━━ Provided material

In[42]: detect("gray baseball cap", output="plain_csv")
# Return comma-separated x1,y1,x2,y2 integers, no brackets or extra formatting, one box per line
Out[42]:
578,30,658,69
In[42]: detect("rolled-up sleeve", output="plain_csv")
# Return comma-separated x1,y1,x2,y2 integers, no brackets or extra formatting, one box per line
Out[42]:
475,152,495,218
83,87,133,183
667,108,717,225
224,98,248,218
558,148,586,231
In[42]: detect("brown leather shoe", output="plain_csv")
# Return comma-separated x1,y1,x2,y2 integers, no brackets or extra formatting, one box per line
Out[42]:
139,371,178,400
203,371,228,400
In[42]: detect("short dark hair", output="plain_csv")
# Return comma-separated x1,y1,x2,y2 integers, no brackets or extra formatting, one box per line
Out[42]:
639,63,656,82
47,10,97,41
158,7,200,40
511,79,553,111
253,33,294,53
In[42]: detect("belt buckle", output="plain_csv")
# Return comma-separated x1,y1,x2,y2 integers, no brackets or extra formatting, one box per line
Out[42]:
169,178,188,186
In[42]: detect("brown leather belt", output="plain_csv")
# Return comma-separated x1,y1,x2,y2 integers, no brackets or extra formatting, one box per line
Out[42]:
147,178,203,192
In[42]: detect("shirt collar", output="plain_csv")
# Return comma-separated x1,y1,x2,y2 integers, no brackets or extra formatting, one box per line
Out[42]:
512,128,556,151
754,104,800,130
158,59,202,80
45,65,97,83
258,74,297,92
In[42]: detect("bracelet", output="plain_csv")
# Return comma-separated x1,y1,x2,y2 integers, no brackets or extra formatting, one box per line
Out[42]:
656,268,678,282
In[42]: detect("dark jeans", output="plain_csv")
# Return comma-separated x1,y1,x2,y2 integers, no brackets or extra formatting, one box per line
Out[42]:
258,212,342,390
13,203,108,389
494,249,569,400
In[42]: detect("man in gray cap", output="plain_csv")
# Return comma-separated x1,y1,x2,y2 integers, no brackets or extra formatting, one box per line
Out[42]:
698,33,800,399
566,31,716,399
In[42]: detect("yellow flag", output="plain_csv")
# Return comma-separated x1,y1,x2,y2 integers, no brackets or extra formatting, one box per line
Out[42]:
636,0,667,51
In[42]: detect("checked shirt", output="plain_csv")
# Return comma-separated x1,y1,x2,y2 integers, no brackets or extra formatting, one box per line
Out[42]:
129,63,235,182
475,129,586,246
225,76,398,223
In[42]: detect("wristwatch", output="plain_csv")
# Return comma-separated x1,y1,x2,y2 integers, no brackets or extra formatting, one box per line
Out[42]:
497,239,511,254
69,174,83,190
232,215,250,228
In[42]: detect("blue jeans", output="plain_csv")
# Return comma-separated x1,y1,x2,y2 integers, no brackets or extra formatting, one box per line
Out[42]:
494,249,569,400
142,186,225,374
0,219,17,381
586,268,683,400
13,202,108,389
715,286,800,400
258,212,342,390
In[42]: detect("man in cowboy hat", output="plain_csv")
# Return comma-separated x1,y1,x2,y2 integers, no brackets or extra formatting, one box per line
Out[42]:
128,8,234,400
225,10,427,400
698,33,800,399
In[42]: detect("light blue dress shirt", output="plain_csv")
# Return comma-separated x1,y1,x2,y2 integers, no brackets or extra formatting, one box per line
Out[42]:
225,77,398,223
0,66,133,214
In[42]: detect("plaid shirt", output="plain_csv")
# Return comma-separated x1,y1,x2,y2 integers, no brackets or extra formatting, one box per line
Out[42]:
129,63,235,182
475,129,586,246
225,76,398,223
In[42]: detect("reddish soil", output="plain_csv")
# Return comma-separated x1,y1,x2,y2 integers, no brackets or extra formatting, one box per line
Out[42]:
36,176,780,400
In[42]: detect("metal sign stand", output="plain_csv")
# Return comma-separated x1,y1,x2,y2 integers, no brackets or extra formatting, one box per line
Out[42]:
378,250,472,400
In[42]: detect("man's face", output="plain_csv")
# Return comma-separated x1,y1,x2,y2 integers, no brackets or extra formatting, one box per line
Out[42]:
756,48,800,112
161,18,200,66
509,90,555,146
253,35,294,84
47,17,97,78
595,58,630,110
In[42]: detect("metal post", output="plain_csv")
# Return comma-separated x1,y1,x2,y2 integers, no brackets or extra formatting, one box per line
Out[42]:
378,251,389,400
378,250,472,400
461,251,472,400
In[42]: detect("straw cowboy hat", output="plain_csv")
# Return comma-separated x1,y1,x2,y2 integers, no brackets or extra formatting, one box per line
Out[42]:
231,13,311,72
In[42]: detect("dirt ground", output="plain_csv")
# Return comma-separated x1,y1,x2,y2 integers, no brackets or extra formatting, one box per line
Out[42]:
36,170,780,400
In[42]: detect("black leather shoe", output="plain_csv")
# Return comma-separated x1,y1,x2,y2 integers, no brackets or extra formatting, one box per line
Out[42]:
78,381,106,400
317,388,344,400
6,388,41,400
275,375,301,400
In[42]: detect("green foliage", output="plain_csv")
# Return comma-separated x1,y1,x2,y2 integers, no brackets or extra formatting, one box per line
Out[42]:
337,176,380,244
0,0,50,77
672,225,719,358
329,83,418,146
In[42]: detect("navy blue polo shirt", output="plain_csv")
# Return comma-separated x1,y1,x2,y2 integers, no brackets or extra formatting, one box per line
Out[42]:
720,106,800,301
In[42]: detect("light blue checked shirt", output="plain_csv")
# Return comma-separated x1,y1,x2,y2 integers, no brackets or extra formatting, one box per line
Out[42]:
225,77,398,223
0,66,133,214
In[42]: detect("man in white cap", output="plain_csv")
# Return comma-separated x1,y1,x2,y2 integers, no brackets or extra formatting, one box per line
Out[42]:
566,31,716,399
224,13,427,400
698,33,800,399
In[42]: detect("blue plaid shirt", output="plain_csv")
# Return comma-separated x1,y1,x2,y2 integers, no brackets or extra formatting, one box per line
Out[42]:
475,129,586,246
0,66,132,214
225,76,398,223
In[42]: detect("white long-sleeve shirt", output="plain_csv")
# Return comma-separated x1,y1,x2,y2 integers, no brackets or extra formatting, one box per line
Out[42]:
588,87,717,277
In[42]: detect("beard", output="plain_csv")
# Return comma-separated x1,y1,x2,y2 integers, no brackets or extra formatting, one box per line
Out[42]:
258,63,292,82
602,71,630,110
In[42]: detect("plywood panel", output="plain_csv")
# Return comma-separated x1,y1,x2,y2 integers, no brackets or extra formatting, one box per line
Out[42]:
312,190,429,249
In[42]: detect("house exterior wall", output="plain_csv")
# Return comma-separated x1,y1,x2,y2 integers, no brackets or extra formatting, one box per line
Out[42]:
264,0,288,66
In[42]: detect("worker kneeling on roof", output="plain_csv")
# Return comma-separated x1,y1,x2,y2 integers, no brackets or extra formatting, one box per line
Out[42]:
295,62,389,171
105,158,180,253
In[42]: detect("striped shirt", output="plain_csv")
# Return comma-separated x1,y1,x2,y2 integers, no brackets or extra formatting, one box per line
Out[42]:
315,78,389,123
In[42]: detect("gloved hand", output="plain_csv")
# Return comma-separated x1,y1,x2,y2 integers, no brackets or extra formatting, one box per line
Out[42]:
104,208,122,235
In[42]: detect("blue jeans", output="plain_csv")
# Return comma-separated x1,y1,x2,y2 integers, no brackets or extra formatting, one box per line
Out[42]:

━━━━

Reproduce the listing above line for line, with no changes.

Response for this exercise
In[42]: detect("gray baseball cap", output="plain_csv")
# Return comma-separated x1,y1,x2,y2 integers, no brackets or extra formatting, one box per line
Out[42]:
578,30,658,69
In[42]: detect("rolled-up sleeve", output="plain_csv")
# Return comma-separated x1,y1,x2,y2 integers, no brackets or extra formatting, one box per line
Out[42]:
475,152,495,218
83,87,133,183
667,108,717,225
224,98,248,218
558,148,586,231
In[42]: detect("brown leather shoe", output="plain_csv")
# Return comma-separated x1,y1,x2,y2 integers, no brackets or extra formatting, one box per line
Out[42]:
139,371,178,400
203,371,228,400
In[42]: detect("short dark hair", output="plain_csv")
# Return comma-separated x1,y1,x2,y2 integers, no brackets or extra formatting, one box per line
Out[42]:
639,63,656,82
47,10,97,41
158,7,200,40
511,79,553,111
253,33,294,53
In[42]: detect("belt buckle", output="plain_csv")
# Return comma-separated x1,y1,x2,y2 integers, no brackets or extra formatting, one box per line
Out[42]:
169,178,188,186
In[42]: detect("brown leather belt", output="plain_csv")
# Return comma-separated x1,y1,x2,y2 integers, no brackets or extra formatting, one box per line
Out[42]:
147,178,203,192
In[42]: detect("shirt collar", output="plain_csv")
# Return comma-separated x1,y1,x2,y2 integers, no brackets or extra formatting, one box per line
Out[42]:
512,128,556,151
754,104,800,130
158,59,202,80
45,65,97,83
258,74,297,92
In[42]: detect("bracelet", output="plain_csv")
# Return comma-separated x1,y1,x2,y2 integers, no brackets or extra formatting, one box per line
Out[42]:
656,268,678,282
In[42]: detect("dark jeans", output="plain_csv")
# Return comma-separated x1,y1,x2,y2 integers, no brackets or extra formatting, one box per line
Out[42]:
258,212,342,390
13,203,108,389
494,249,569,400
In[42]: detect("man in gray cap", output="plain_csv")
# Return comma-separated x1,y1,x2,y2 integers, no brackets or extra formatting, one box per line
Out[42]:
698,33,800,399
566,31,716,399
In[42]: detect("yellow flag", output="plain_csv")
# Return comma-separated x1,y1,x2,y2 integers, no brackets or extra formatting, one box per line
Out[42]:
636,0,667,51
In[42]: detect("checked shirt", output="plain_csv")
# Return comma-separated x1,y1,x2,y2 integers, no brackets or extra formatting, one box per line
Out[42]:
129,63,235,182
475,129,586,246
225,76,398,223
In[42]: detect("wristwatch", output="plain_csv")
# Return comma-separated x1,y1,x2,y2 integers, no brackets or extra formatting, one box per line
Out[42]:
497,239,511,254
69,174,83,190
232,215,250,228
In[42]: detect("blue jeans", output="plain_csv")
# Return comma-separated x1,y1,x2,y2 integers, no brackets or extra formatting, one box per line
Out[42]:
494,249,569,400
142,186,225,374
0,219,17,381
586,268,683,400
13,202,108,389
715,286,800,400
258,212,342,390
In[42]: detect("man in cowboy hat", output="plain_csv")
# Return comma-separated x1,y1,x2,y2 integers, no brackets or extra formatting, one box per line
Out[42]:
128,8,234,400
225,10,427,400
698,33,800,399
In[42]: detect("light blue dress shirt", output="plain_csv")
# Return comma-separated x1,y1,x2,y2 integers, no brackets or extra formatting, one box per line
Out[42]:
225,77,398,223
0,66,133,214
In[42]: detect("plaid shirt", output="plain_csv")
# Return comma-separated x1,y1,x2,y2 integers, no brackets or extra formatting, one box per line
Out[42]:
129,63,235,182
475,129,586,246
225,76,398,223
In[42]: detect("reddish soil", output="plain_csv")
# Return comma-separated x1,y1,x2,y2 integers, no brackets or extra formatting, one box per line
Out[42]:
36,176,780,400
In[42]: detect("metal sign stand", output="plain_csv")
# Return comma-separated x1,y1,x2,y2 integers, no brackets or extra formatting, one box per line
Out[42]:
378,250,472,400
In[42]: detect("man's face", output="plain_csv")
# Return comma-separated x1,y1,x2,y2 integers, no brackets or extra formatting, one box per line
Out[42]:
756,48,800,112
161,18,200,66
509,90,555,146
253,35,294,84
47,17,97,78
595,58,630,110
In[42]: detect("metal post", output="plain_csv")
# Return comma-separated x1,y1,x2,y2 integers, no brackets or extra formatting, one box per line
Out[42]:
378,251,389,400
378,250,472,400
461,251,472,400
In[42]: detect("straw cowboy hat", output="plain_csv")
# Return comma-separated x1,y1,x2,y2 integers, no brackets or extra formatting, one box per line
Out[42]:
231,13,311,72
In[42]: detect("dirt ground", output="plain_csv")
# Return comma-separated x1,y1,x2,y2 integers, no brackets or extra formatting, one box per line
Out[42]:
36,170,780,400
In[42]: detect("black leather shoe", output="plain_csv")
# Return comma-separated x1,y1,x2,y2 integers, no brackets or extra formatting, one box per line
Out[42]:
78,381,106,400
317,388,344,400
6,388,41,400
275,375,301,400
In[42]: detect("green foliage", output="plain_csv")
# Return comma-separated x1,y1,x2,y2 integers, no brackets or extra formatting, one box per line
Out[42]:
337,176,380,244
0,0,50,77
672,225,719,358
329,83,418,146
In[42]: detect("navy blue polo shirt", output="plain_csv")
# Return comma-separated x1,y1,x2,y2 integers, no brackets or extra formatting, one box per line
Out[42]:
720,106,800,301
In[42]: detect("light blue checked shirt", output="plain_csv")
# Return comma-separated x1,y1,x2,y2 integers, no brackets or extra formatting, one box per line
Out[42]:
225,77,398,223
0,66,133,214
In[42]: detect("man in white cap", output="plain_csv")
# Return comma-separated x1,y1,x2,y2 integers, no brackets or extra formatting, one box per line
Out[42]:
566,31,716,399
224,13,427,400
698,33,800,399
In[42]: detect("blue plaid shirt", output="plain_csv")
# Return comma-separated x1,y1,x2,y2 integers, no brackets or extra formatting, one box per line
Out[42]:
475,129,586,246
0,66,132,214
225,76,398,223
In[42]: detect("white long-sleeve shirt", output="plain_csv")
# Return comma-separated x1,y1,x2,y2 integers, no brackets or extra formatting, one box per line
Out[42]:
588,87,717,277
In[42]: detect("beard", output="plain_csv")
# Return comma-separated x1,y1,x2,y2 integers, no brackets or extra formatting, one box per line
Out[42]:
258,63,292,82
602,71,630,110
In[42]: detect("plywood panel", output="plain_csv")
# Return comma-separated x1,y1,x2,y2 integers, no brackets or extra formatting, one box per line
Out[42]:
312,190,429,249
In[42]: detect("house exterior wall", output="plain_csv")
# Return comma-separated x1,y1,x2,y2 integers, no brackets or extra formatting, one box per line
Out[42]:
264,0,288,66
In[42]: detect("worker kneeling on roof", output="plain_csv")
# Return comma-separated x1,y1,x2,y2 integers, no brackets or extra formatting, one box per line
Out[42]:
295,62,389,171
105,158,180,253
In[42]: detect("striped shirt", output="plain_csv")
# Return comma-separated x1,y1,x2,y2 integers, no brackets or extra formatting, one box per line
Out[42]:
315,78,389,123
In[42]: detect("gloved hand", output="plain_csv")
# Return comma-separated x1,y1,x2,y2 integers, no brackets or extra formatting, one box per line
Out[42]:
104,208,122,235
In[42]: detect("blue jeans", output="plain_csv")
# Return comma-separated x1,y1,x2,y2 integers, no brackets or extra formatting, one box per line
Out[42]:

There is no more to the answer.